▸ Objective
Give every entry again, word for word and in full.

▸ Labeled-object pointing entries
--- --- ---
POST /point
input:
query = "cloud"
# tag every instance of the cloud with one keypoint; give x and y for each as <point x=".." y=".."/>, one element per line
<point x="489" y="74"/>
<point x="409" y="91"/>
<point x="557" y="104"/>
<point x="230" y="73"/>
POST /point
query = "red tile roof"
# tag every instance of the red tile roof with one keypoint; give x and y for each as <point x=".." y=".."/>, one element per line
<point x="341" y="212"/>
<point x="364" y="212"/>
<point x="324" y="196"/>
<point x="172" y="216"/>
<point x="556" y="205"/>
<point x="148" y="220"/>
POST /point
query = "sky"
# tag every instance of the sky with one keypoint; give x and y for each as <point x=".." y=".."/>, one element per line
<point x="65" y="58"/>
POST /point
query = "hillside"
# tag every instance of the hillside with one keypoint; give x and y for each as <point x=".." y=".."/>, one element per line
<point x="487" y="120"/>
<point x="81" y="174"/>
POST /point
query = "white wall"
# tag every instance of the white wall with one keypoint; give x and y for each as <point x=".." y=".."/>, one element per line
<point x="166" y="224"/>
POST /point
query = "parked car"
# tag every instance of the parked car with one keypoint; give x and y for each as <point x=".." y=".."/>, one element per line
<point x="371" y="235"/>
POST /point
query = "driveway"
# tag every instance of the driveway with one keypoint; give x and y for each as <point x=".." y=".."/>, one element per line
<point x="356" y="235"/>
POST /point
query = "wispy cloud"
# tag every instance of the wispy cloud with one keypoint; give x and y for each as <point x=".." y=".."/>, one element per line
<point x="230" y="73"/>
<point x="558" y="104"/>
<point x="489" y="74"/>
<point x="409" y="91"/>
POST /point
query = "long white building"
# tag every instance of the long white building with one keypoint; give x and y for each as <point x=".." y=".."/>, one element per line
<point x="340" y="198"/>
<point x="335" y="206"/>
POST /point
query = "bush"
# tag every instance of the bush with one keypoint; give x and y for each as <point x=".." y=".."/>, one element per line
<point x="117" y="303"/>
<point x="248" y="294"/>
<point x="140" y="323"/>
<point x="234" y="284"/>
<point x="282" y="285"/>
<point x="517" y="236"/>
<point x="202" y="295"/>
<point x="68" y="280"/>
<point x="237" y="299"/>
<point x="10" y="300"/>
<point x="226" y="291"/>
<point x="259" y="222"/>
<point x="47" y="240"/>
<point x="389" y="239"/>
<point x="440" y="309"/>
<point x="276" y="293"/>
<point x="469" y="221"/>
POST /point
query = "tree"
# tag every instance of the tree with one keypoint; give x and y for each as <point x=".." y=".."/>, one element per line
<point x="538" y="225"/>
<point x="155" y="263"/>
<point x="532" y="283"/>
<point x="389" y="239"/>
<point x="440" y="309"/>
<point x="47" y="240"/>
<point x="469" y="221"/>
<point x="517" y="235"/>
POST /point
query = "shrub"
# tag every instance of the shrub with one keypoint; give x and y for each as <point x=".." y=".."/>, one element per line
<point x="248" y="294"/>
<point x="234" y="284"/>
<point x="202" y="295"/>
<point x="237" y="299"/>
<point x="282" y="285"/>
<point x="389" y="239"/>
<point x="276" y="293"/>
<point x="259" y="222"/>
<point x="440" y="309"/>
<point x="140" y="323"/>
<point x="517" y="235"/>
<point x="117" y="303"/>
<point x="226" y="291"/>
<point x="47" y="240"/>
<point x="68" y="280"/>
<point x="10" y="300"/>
--- --- ---
▸ Solution to the exercise
POST /point
input:
query = "cloud"
# tag every instance of the cloud with one keypoint; give x and y for each as <point x=".." y=".."/>, one element per line
<point x="489" y="74"/>
<point x="409" y="91"/>
<point x="557" y="104"/>
<point x="230" y="73"/>
POST /point
query = "red tile roof"
# tag every instance of the red tile roof with one keypoint; give x and y for each as <point x=".." y=".."/>, one element per line
<point x="341" y="212"/>
<point x="364" y="212"/>
<point x="324" y="196"/>
<point x="172" y="216"/>
<point x="556" y="205"/>
<point x="148" y="220"/>
POST /point
query = "sky"
# tag every instance of the sky with one keypoint; give x and y for each as <point x=".." y=".."/>, one element per line
<point x="65" y="58"/>
POST /point
query = "hillside"
# tag every instance of the hillside with one keypoint; give x and y for each as <point x=".." y=".."/>, one element per line
<point x="487" y="120"/>
<point x="81" y="174"/>
POST /point
query = "white wall"
# tag every instance of the white wall with one keypoint; give x and y for each as <point x=".." y=".."/>, one element per line
<point x="166" y="224"/>
POST /point
query = "parked car"
# tag every instance of the parked car with one keypoint; give x and y for each as <point x=".." y=".."/>, one element per line
<point x="371" y="235"/>
POST /point
query = "driveway"
# tag every instance of the driveway with one keypoint; give x and y for each as <point x=".." y=".."/>, one element per line
<point x="356" y="235"/>
POST /point
query = "wispy cloud"
# tag every instance of the wispy cloud with one keypoint; give x and y for each as <point x=".." y=".."/>, one element per line
<point x="230" y="73"/>
<point x="558" y="104"/>
<point x="489" y="74"/>
<point x="409" y="91"/>
POST /point
query = "long white building"
# tag every instance of the long white building with one keypoint; give x and y for each as <point x=".." y=".."/>, one element per line
<point x="340" y="198"/>
<point x="335" y="206"/>
POST /point
query = "bush"
# tag every instance of the bush with one keypoint; give x and y for each as <point x=".." y=".."/>, one element per line
<point x="117" y="303"/>
<point x="248" y="294"/>
<point x="140" y="323"/>
<point x="234" y="284"/>
<point x="282" y="285"/>
<point x="517" y="236"/>
<point x="202" y="295"/>
<point x="68" y="280"/>
<point x="237" y="299"/>
<point x="10" y="300"/>
<point x="226" y="291"/>
<point x="259" y="222"/>
<point x="47" y="240"/>
<point x="389" y="239"/>
<point x="440" y="309"/>
<point x="276" y="293"/>
<point x="469" y="221"/>
POST /point
query = "tree"
# tag every instance of the tree with one keypoint; give x and y for each as <point x=".." y=".."/>, one element per line
<point x="538" y="225"/>
<point x="155" y="263"/>
<point x="532" y="283"/>
<point x="389" y="239"/>
<point x="440" y="309"/>
<point x="47" y="240"/>
<point x="469" y="221"/>
<point x="517" y="235"/>
POST /point
query = "shrub"
# tag every instance of the shrub with one keypoint; give x and y for each as <point x=".." y=".."/>, one element per line
<point x="248" y="294"/>
<point x="234" y="284"/>
<point x="202" y="295"/>
<point x="237" y="299"/>
<point x="282" y="285"/>
<point x="389" y="239"/>
<point x="276" y="293"/>
<point x="259" y="222"/>
<point x="440" y="309"/>
<point x="140" y="323"/>
<point x="517" y="235"/>
<point x="117" y="303"/>
<point x="226" y="291"/>
<point x="47" y="240"/>
<point x="68" y="280"/>
<point x="10" y="300"/>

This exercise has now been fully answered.